┌─ Dataset

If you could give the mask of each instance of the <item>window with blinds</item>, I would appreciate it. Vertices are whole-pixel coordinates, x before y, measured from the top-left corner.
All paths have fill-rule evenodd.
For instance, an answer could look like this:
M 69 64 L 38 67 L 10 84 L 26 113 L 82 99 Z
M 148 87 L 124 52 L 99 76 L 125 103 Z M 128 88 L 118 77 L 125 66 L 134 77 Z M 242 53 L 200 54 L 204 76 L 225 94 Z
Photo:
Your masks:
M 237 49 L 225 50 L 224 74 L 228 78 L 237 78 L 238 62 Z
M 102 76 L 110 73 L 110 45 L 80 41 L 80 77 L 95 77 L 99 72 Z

└─

* **Exercise task**
Produce an exact copy of all the records.

* **Right answer**
If you could give the mask of each instance of the <item>window with blinds</item>, I would appreciate it. Vertices are whole-pixel coordinates, x before y, measured from the top-left corner.
All paths have fill-rule evenodd.
For instance, an answer could look like this:
M 69 64 L 38 67 L 10 84 L 26 113 L 82 99 Z
M 148 87 L 124 52 L 99 76 L 125 103 Z M 128 88 L 118 77 L 125 66 L 134 77 Z M 242 53 L 200 54 L 204 76 L 225 94 Z
Photo:
Your masks:
M 237 49 L 225 50 L 224 74 L 228 78 L 237 78 L 238 62 Z
M 102 76 L 110 73 L 110 45 L 80 41 L 80 77 L 95 77 L 99 72 Z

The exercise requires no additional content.